### Text segment

==========

When she arrived for freshman orientation at the University of North Texas, Dr. Amy Schade made a life-changing decision on a mere whim.
In high school, she had been a national-class debater and a serious student of history, but when it was time to break out in groups of prospective majors, she went in an entirely different direction – biology, of all things.
“I was just curious what the other majors were like,” Dr. Schade said recently. “I have no idea why I did that. It’s a certainly sort of a random decision I made, but it completely changed the trajectory of my life. It’s kind of crazy to think about that.”
Today, Dr. Schade is a Research Fellow at Harvard Medical School deeply immersed in a life-and-death (literally) struggle with cancer. Supported by a 2021 grant co-funded by WTA Charities ACEing Cancer and Cancer Research Racquet, through the American Cancer Society, Dr. Schade works 12-hour days in Harvard’s Cichowski Lab looking for ways to defeat metastatic Triple Negative Breast Cancer, one of the most virulent strains.
October is Breast Cancer Awareness Month and WTA Charities has provided an opportunity to help fund and join the ongoing fight against cancer in women.
The money raised from the 2022 WTA Charities ACEing Cancer by Hologic campaign will go to co-funding another groundbreaking researcher through the American Cancer Society to be chosen at the end of the year.
“There’s a big need in identifying these sorts of projects,” Dr. Schade said. “Donating to this grant will allow your funds to go directly into researchers’ projects that allow for the development of novel treatments for cancer.”
Her grant was given in the name of Czech tennis star and 1998 Wimbledon champion Jana Novotna who died in 2017 at the age of 49 due to cervical cancer. This year, the grant will be donated in the name of Jeanne Dubin, the sister of 18-time Grand Slam singles champion, Chris Evert, and a professional tennis player in her own right. Dubin died in 2020 from ovarian cancer, a diagnosis Evert would eventually face herself.
Dr. Schade’s journey began as a freshman researcher under associate professor Dr. Lee Hughes, who would become a long-term mentor. That was where she developed a growing interest in viruses. There was a summer internship at the University of Wisconsin and, eventually, the attainment of her PhD at Harvard studying viruses that cause cancer. Designing experiments, Schade said, was only part of the fascination.
“Setting up the hypothesis and learning the safe ways to test it,” she said. “That was satisfying – the logic part of it, which I kind of liked from debate. The other aspect I liked was the discovery, the idea that no one’s done this experiment before, and I’m seeing this right now.
“As I went through the degree, the creativity I really liked. You have some phenomenon that you’re studying and you can think creatively a bunch of different ways you can test the hypothesis. It’s a satisfying exercise.”
The 30-year-old is studying Triple Negative Breast Cancer, she added, because it’s the most aggressive form. And because there is no targeted therapy for treatment, those presently afflicted move directly in to chemotherapy.
“And so, we wanted to develop a therapy that could importantly induce tumor cell death and stop the progression of tumors,” Dr. Schade said. “A lot of cancer therapies slow tumor growth, so they don’t grow as fast. But the golden metric here is we want to see therapies that actually cause the tumors to shrink.”

==========

### Extracted data
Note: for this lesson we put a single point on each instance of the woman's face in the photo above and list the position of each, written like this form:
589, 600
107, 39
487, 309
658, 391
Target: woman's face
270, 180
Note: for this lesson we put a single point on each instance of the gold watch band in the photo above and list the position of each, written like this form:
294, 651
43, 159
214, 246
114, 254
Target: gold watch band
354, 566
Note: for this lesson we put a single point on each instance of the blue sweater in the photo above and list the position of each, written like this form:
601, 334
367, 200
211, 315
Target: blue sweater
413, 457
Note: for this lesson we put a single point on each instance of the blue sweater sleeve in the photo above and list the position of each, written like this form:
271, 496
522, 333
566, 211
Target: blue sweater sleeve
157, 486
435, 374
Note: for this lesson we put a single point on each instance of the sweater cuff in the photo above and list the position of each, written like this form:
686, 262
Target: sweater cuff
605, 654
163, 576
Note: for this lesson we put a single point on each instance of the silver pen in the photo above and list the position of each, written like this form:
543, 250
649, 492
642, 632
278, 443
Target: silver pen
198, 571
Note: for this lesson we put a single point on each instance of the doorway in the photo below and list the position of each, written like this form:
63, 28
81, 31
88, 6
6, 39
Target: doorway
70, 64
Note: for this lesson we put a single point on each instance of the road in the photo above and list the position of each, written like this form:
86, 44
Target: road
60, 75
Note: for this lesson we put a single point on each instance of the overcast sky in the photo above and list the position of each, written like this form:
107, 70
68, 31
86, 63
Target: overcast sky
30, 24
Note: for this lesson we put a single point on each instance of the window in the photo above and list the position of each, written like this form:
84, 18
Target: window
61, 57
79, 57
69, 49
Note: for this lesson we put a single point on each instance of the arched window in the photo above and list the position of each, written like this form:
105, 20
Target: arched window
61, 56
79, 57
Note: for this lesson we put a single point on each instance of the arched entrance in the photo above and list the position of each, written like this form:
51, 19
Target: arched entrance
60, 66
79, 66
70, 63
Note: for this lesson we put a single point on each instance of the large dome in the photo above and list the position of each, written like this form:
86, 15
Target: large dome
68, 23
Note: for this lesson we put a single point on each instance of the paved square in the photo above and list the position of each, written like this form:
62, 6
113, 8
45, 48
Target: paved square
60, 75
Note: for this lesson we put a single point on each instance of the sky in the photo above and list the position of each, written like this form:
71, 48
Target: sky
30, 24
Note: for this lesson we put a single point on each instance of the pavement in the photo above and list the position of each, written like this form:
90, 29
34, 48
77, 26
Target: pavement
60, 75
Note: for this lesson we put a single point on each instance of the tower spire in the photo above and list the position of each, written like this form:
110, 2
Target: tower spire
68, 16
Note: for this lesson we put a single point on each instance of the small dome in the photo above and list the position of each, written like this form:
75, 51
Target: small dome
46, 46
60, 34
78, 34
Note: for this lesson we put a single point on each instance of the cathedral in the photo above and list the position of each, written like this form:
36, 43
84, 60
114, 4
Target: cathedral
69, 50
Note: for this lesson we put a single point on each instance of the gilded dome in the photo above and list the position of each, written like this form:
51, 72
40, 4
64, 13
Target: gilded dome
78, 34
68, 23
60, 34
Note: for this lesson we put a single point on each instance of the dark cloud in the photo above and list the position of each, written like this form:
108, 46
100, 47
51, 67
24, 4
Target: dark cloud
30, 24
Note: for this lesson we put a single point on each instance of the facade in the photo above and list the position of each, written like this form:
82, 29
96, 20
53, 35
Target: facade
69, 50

==========

### Work order
Quote the article on Dr. Amy Schade's cancer research exactly, starting with "Today, Dr. Schade" and going on through "of the year.".

### Answer for this exercise
Today, Dr. Schade is a Research Fellow at Harvard Medical School deeply immersed in a life-and-death (literally) struggle with cancer. Supported by a 2021 grant co-funded by WTA Charities ACEing Cancer and Cancer Research Racquet, through the American Cancer Society, Dr. Schade works 12-hour days in Harvard’s Cichowski Lab looking for ways to defeat metastatic Triple Negative Breast Cancer, one of the most virulent strains.
October is Breast Cancer Awareness Month and WTA Charities has provided an opportunity to help fund and join the ongoing fight against cancer in women.
The money raised from the 2022 WTA Charities ACEing Cancer by Hologic campaign will go to co-funding another groundbreaking researcher through the American Cancer Society to be chosen at the end of the year.